----- PROVIDED RECORDS

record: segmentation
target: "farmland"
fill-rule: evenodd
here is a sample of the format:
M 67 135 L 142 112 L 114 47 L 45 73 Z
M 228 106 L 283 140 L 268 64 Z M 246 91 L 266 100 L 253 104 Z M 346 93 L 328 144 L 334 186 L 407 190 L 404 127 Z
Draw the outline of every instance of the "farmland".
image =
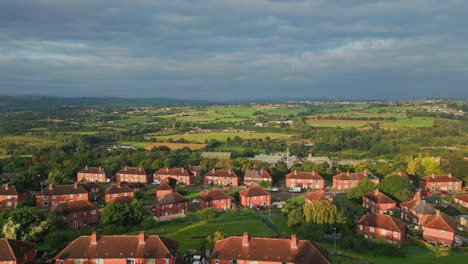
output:
M 147 137 L 151 137 L 151 134 L 147 134 Z M 233 139 L 234 137 L 240 137 L 242 139 L 286 139 L 291 135 L 279 134 L 279 133 L 257 133 L 257 132 L 213 132 L 213 133 L 196 133 L 196 134 L 174 134 L 165 136 L 156 136 L 157 140 L 176 140 L 184 139 L 189 142 L 203 143 L 210 139 L 218 141 L 226 141 L 227 138 Z

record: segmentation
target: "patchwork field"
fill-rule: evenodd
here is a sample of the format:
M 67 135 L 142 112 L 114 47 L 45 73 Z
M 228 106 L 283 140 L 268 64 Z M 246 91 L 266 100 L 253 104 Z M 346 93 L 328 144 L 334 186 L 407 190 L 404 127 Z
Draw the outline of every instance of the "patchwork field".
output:
M 165 146 L 170 149 L 181 149 L 181 148 L 189 148 L 189 149 L 202 149 L 206 147 L 206 144 L 195 144 L 195 143 L 164 143 L 164 142 L 155 142 L 145 146 L 146 150 L 151 150 L 155 147 Z
M 1 143 L 25 144 L 33 147 L 40 147 L 53 144 L 54 141 L 35 136 L 5 136 L 0 137 Z
M 151 134 L 147 134 L 146 136 L 151 136 Z M 166 135 L 166 136 L 156 136 L 157 140 L 169 140 L 169 139 L 185 139 L 190 142 L 199 142 L 203 143 L 206 140 L 215 139 L 218 141 L 226 141 L 229 137 L 233 139 L 234 137 L 240 137 L 242 139 L 265 139 L 269 137 L 270 139 L 280 139 L 280 138 L 287 138 L 291 137 L 288 134 L 280 134 L 280 133 L 257 133 L 257 132 L 213 132 L 213 133 L 198 133 L 198 134 L 174 134 L 174 135 Z

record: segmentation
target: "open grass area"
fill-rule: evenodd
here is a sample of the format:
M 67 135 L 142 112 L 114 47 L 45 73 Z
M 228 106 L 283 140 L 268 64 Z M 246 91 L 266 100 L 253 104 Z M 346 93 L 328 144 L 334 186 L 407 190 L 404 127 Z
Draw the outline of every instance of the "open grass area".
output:
M 128 119 L 120 119 L 120 120 L 115 120 L 115 124 L 119 125 L 139 125 L 139 124 L 145 124 L 148 122 L 147 118 L 128 118 Z
M 307 124 L 313 127 L 365 127 L 372 121 L 364 120 L 333 120 L 333 119 L 309 119 Z
M 169 139 L 177 139 L 183 138 L 190 142 L 199 142 L 203 143 L 206 140 L 215 139 L 218 141 L 226 141 L 229 137 L 233 139 L 234 137 L 240 137 L 243 139 L 265 139 L 266 137 L 270 137 L 270 139 L 280 139 L 280 138 L 287 138 L 291 135 L 288 134 L 280 134 L 280 133 L 259 133 L 259 132 L 213 132 L 213 133 L 198 133 L 198 134 L 174 134 L 174 135 L 167 135 L 167 136 L 158 136 L 156 137 L 158 140 L 169 140 Z
M 434 122 L 433 117 L 413 117 L 397 121 L 382 122 L 381 127 L 430 127 Z
M 132 146 L 132 147 L 135 147 L 135 148 L 144 148 L 149 143 L 150 142 L 119 141 L 119 145 Z
M 2 143 L 25 144 L 33 147 L 41 147 L 54 144 L 54 141 L 35 136 L 6 136 L 0 137 Z
M 154 142 L 150 143 L 145 146 L 146 150 L 151 150 L 152 148 L 155 147 L 168 147 L 170 149 L 181 149 L 181 148 L 189 148 L 189 149 L 202 149 L 206 147 L 206 144 L 195 144 L 195 143 L 164 143 L 164 142 Z
M 226 236 L 249 235 L 259 237 L 274 237 L 276 233 L 266 226 L 258 217 L 253 215 L 235 216 L 213 221 L 200 221 L 196 223 L 161 223 L 157 228 L 147 230 L 148 234 L 161 234 L 179 241 L 180 253 L 188 249 L 198 249 L 205 237 L 220 231 Z

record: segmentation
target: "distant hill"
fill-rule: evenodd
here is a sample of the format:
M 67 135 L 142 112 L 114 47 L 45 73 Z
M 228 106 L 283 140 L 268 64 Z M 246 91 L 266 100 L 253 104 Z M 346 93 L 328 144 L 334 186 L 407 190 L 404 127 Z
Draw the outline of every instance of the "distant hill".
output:
M 109 106 L 182 106 L 210 105 L 215 102 L 169 98 L 116 98 L 81 97 L 61 98 L 50 96 L 0 96 L 0 110 L 47 109 L 59 107 L 109 107 Z

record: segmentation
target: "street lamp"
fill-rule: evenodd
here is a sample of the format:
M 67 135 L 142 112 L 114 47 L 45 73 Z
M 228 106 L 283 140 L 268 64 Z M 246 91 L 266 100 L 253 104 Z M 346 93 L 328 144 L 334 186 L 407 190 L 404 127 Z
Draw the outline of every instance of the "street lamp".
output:
M 335 238 L 335 241 L 334 241 L 334 253 L 336 254 L 336 227 L 333 228 L 333 237 Z

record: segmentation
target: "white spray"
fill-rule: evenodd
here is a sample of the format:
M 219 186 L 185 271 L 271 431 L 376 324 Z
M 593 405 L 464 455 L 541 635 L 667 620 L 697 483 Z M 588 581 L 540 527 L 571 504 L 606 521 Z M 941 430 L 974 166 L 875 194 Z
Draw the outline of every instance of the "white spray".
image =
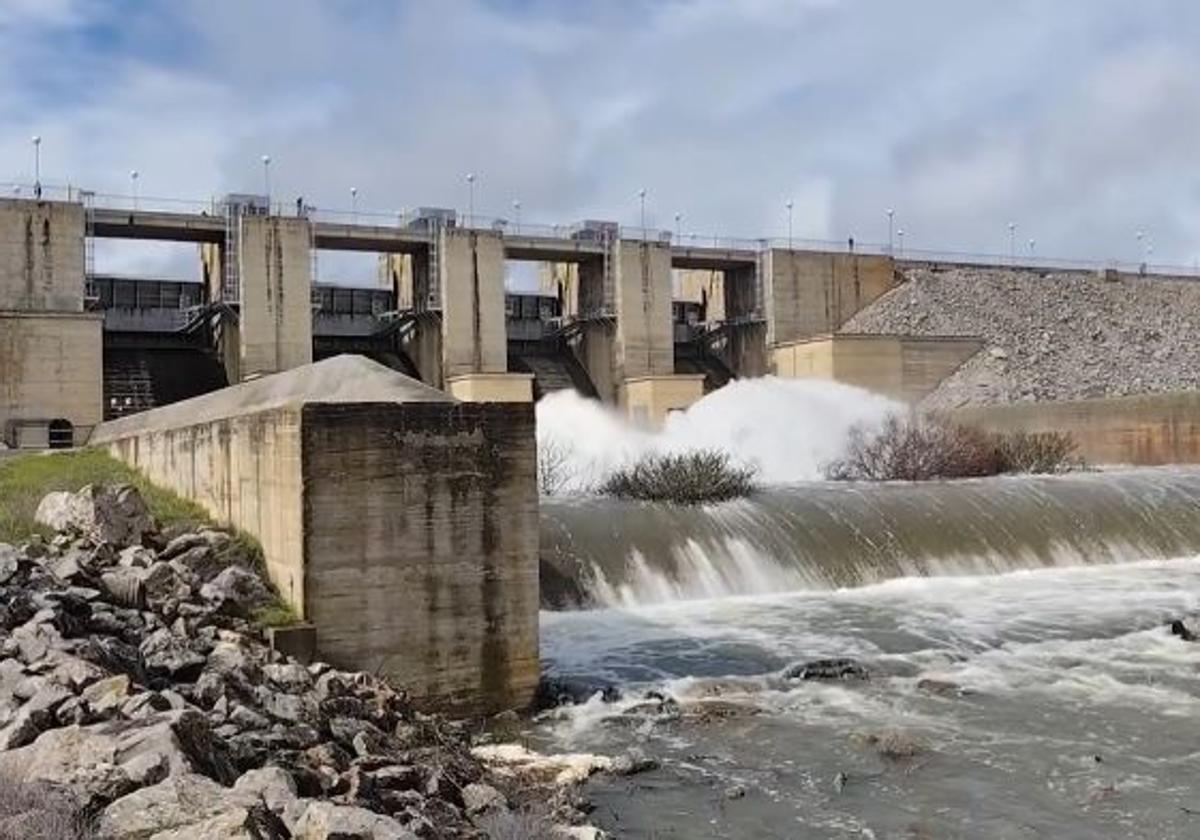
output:
M 838 457 L 850 428 L 879 423 L 898 403 L 861 388 L 816 379 L 739 379 L 660 431 L 639 428 L 614 410 L 573 391 L 537 406 L 538 450 L 554 462 L 562 491 L 594 486 L 623 465 L 652 452 L 717 449 L 754 466 L 767 484 L 821 477 Z

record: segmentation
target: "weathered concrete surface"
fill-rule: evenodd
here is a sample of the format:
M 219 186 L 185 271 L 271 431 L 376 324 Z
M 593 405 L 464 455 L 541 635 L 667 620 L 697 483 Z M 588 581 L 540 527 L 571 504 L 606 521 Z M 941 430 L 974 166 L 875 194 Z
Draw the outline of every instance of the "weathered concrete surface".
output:
M 996 431 L 1070 432 L 1091 464 L 1200 463 L 1198 391 L 970 406 L 954 416 Z
M 532 373 L 465 373 L 446 382 L 463 402 L 533 402 Z
M 308 617 L 334 663 L 416 698 L 523 706 L 538 681 L 532 405 L 308 405 Z
M 93 442 L 256 536 L 318 651 L 430 707 L 538 679 L 532 406 L 339 356 L 103 424 Z
M 834 332 L 896 284 L 890 257 L 779 248 L 762 274 L 768 347 Z
M 778 376 L 832 379 L 916 403 L 982 346 L 964 336 L 838 334 L 777 345 L 772 356 Z
M 620 399 L 614 372 L 615 341 L 616 325 L 612 321 L 588 321 L 569 343 L 571 352 L 595 387 L 596 396 L 608 405 L 616 405 Z
M 75 426 L 77 443 L 87 439 L 104 413 L 103 318 L 0 311 L 0 439 L 10 421 L 56 419 Z
M 304 218 L 242 216 L 240 374 L 312 361 L 312 231 Z
M 82 312 L 83 205 L 0 199 L 0 309 Z
M 504 373 L 504 239 L 498 232 L 444 228 L 438 269 L 442 376 Z
M 683 411 L 704 396 L 703 374 L 643 376 L 627 379 L 621 387 L 621 405 L 635 423 L 661 426 L 672 411 Z
M 674 373 L 670 245 L 618 240 L 613 244 L 612 261 L 616 272 L 613 367 L 617 381 Z

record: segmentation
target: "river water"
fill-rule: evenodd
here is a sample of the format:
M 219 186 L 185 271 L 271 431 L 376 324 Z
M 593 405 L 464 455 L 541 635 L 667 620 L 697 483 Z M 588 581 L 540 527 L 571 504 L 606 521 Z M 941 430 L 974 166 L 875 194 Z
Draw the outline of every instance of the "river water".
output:
M 1166 627 L 1200 615 L 1200 472 L 544 518 L 590 604 L 543 612 L 547 671 L 621 699 L 531 738 L 660 763 L 590 783 L 619 837 L 1200 837 L 1200 644 Z M 821 658 L 867 676 L 784 676 Z
M 1200 470 L 817 480 L 895 409 L 749 380 L 647 433 L 539 403 L 560 489 L 700 447 L 767 487 L 543 499 L 543 663 L 579 702 L 532 745 L 658 762 L 589 782 L 618 837 L 1200 838 L 1200 643 L 1167 629 L 1200 619 Z

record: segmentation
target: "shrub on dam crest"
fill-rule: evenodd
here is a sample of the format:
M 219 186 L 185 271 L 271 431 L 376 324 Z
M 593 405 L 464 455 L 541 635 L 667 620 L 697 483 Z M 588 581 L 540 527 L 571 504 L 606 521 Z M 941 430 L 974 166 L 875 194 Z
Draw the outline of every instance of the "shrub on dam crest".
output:
M 606 478 L 599 492 L 618 499 L 703 504 L 749 496 L 757 470 L 730 461 L 715 449 L 647 455 Z
M 835 481 L 929 481 L 1077 469 L 1064 432 L 996 434 L 940 415 L 892 415 L 877 429 L 851 430 L 845 454 L 825 467 Z

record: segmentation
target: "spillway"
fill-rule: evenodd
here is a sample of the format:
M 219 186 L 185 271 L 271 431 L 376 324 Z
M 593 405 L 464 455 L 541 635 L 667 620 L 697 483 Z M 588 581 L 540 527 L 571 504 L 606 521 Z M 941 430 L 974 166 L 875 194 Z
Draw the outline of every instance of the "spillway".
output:
M 542 501 L 543 604 L 670 601 L 1200 554 L 1200 470 L 811 482 L 676 507 Z

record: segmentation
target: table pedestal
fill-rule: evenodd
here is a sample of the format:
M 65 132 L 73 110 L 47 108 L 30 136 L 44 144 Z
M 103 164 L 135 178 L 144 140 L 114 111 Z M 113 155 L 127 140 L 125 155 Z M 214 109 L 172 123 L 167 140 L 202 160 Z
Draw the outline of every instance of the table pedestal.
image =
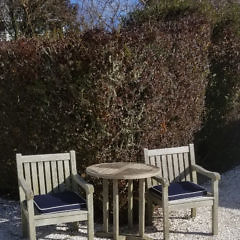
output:
M 103 231 L 97 232 L 98 237 L 110 237 L 114 240 L 151 239 L 145 232 L 145 179 L 139 179 L 139 233 L 119 234 L 119 193 L 118 180 L 113 179 L 113 232 L 109 232 L 109 183 L 103 179 Z M 133 227 L 133 180 L 128 180 L 128 227 Z

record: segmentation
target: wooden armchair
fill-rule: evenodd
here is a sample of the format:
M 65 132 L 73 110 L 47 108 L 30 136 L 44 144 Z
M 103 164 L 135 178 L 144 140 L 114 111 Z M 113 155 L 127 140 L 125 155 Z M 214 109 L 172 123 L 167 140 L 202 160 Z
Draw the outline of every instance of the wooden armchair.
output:
M 88 221 L 94 238 L 93 186 L 76 169 L 75 151 L 16 155 L 23 236 L 36 239 L 36 227 Z M 86 200 L 80 196 L 83 190 Z
M 212 232 L 218 233 L 218 173 L 209 172 L 196 165 L 194 145 L 144 149 L 145 163 L 158 166 L 159 176 L 147 180 L 148 224 L 152 221 L 153 204 L 163 209 L 164 239 L 169 239 L 169 211 L 191 208 L 191 216 L 196 216 L 196 208 L 212 206 Z M 212 192 L 197 185 L 197 174 L 212 181 Z M 160 184 L 159 184 L 160 183 Z

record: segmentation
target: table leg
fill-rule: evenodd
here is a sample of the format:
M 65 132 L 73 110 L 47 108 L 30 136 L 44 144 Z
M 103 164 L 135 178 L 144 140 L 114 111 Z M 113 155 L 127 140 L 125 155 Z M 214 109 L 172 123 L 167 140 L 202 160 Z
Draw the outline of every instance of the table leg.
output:
M 127 240 L 151 240 L 145 234 L 145 179 L 139 180 L 139 234 L 128 235 Z
M 119 195 L 118 180 L 113 180 L 113 239 L 119 239 Z
M 108 232 L 108 222 L 109 222 L 109 200 L 108 200 L 108 180 L 103 179 L 103 231 Z
M 145 232 L 145 179 L 139 180 L 139 235 Z
M 128 227 L 133 228 L 133 180 L 128 180 Z

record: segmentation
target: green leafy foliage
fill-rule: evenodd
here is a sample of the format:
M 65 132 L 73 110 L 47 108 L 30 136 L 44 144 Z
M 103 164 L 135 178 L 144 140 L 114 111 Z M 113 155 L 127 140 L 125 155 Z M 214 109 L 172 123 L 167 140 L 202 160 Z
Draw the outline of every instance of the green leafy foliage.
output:
M 239 163 L 239 15 L 239 4 L 226 4 L 218 10 L 209 51 L 205 121 L 197 136 L 201 163 L 220 171 Z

----------

After locating the line with "Draw the outline of every instance of the table leg.", please repeat it and every line after it exactly, through the end of the data above.

Draw the outline of every instance of the table leg.
output:
M 127 240 L 151 240 L 145 234 L 145 179 L 139 180 L 139 234 L 128 235 Z
M 119 195 L 118 180 L 113 180 L 113 239 L 119 239 Z
M 108 232 L 108 222 L 109 222 L 109 200 L 108 200 L 108 180 L 103 179 L 103 231 Z
M 145 232 L 145 179 L 139 180 L 139 235 Z
M 128 227 L 133 228 L 133 180 L 128 180 Z

record: segmentation
target: green leafy foliage
fill-rule: evenodd
here is a sample of the format:
M 65 132 L 73 110 L 47 108 L 30 136 L 44 144 Z
M 103 164 L 135 178 L 144 140 L 114 111 Z M 113 155 L 127 140 L 125 155 Z M 214 109 L 172 123 L 167 140 L 202 160 Z
Draw the outline of every instance of the green leafy foliage.
output:
M 239 163 L 239 15 L 239 4 L 226 4 L 218 10 L 209 51 L 205 121 L 197 136 L 201 163 L 220 171 Z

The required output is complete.